[[ DATA SUPPLIED, beginning ]]

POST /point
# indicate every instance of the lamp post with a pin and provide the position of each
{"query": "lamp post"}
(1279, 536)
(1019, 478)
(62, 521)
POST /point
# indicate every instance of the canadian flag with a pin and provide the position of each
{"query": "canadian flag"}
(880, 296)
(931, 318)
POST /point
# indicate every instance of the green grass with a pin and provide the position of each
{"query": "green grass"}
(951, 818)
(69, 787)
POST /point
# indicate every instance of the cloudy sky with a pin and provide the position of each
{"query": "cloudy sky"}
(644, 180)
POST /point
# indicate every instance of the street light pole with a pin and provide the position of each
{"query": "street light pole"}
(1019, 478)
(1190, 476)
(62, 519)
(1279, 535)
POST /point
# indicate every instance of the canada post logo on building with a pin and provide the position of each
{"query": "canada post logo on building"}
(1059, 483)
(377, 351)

[[ DATA SUPPLIED, end ]]

*TASK OBJECTIVE*
For this exercise, retype each entry from above exactly as it stands.

*COMPLETED EXERCISE*
POST /point
# indicate every instance of the lamp post with a pin and provide the position of each
{"query": "lamp post"}
(1279, 536)
(1019, 478)
(62, 521)
POST /point
# indicate every instance of the canadian flag with a pin and provide the position of each
{"query": "canadian flag"}
(880, 296)
(931, 318)
POST /point
# indicate every instance of the green grass with a pin and provide the position of each
{"query": "green grass"}
(951, 818)
(69, 787)
POST /point
# indicate every instance of the cloudy sky with a pin and provide the position of each
{"query": "cloudy sky"}
(644, 180)
POST /point
# indicate every instance of the street light pole with a pin and provide the position of each
{"query": "street light pole"}
(1019, 478)
(1190, 476)
(62, 519)
(1279, 535)
POST /point
# indicate every instance of the canada post logo on building with a pin and provide the position of each
{"query": "canada post logo on building"}
(1059, 483)
(377, 351)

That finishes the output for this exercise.